**Exercise instructions**.
1 > Return the passage on transformational politics word for word, from "I totally agree" up to and including "and our species.".
2 > Write the next part of the passage on transformational politics, picking up after its last sentence.

**Text extract**.
========================================================================

I totally agree about this being the way forward. In my language it is a transformational goal, and therefore outside of mainstream politics. Rather, they were coming from a territory we could call transformational politics, or deep social change. There is a way in which the transformational should confront the mainstream. Julius and his comrades demonstrated that in the most positive and proactive way. However, at the bottom line, transformational politics operates on very deep personal and collective levels that mainstream politics cannot work from. Due to our culture, that is the way our world works. And maybe that is due to the nature of evolution and our species.

========================================================================

**Listed records**.
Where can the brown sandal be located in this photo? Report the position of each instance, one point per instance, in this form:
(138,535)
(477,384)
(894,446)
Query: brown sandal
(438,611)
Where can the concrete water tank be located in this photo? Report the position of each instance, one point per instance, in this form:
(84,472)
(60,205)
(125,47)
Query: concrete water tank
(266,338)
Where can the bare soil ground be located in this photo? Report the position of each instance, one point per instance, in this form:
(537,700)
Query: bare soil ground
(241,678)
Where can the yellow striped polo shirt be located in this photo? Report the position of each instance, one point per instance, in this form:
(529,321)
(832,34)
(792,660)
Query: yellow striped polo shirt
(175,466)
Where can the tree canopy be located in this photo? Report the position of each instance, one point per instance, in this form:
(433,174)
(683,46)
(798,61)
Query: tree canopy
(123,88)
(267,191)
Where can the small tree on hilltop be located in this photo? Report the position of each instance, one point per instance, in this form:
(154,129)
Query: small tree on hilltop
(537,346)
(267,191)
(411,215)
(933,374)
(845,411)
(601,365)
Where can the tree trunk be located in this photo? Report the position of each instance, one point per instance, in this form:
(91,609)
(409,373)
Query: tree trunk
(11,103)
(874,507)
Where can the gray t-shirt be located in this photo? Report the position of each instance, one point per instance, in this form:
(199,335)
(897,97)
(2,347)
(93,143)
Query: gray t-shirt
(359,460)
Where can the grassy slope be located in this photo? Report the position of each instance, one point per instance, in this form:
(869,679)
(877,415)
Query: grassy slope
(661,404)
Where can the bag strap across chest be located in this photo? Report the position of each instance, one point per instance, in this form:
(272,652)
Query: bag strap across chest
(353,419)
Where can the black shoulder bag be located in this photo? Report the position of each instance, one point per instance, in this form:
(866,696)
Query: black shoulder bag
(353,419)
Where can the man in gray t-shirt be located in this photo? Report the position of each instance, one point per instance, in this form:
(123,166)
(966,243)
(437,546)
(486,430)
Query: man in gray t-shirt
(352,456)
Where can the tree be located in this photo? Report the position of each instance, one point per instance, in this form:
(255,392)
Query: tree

========================================================================

**Responses to the exercise**.
1 >
I totally agree about this being the way forward. In my language it is a transformational goal, and therefore outside of mainstream politics. Rather, they were coming from a territory we could call transformational politics, or deep social change. There is a way in which the transformational should confront the mainstream. Julius and his comrades demonstrated that in the most positive and proactive way. However, at the bottom line, transformational politics operates on very deep personal and collective levels that mainstream politics cannot work from. Due to our culture, that is the way our world works. And maybe that is due to the nature of evolution and our species.

2 >
I agree with Hilary on the outer stuff—laws, resources, etc. I don’t agree with her on the inner stuff, on not being able to change our hearts. But she is not without wisdom in saying we can’t change hearts. That has been the core of my work and personal experience for the past 35 years in a small intentional community in NYC we established as a research project in transformational politics at both the personal and a small collective level. I have changed my heart in many ways, and have been with others who have also. But, honestly, I can’t imagine more challenging work. Even the work of changing laws, etc. There is a profound differential factor of scale and time involved in the processes of mainstream and transformational politics. We can change laws and allocations of resources affect our systems operate. This is vital work and must be pursued by every generation.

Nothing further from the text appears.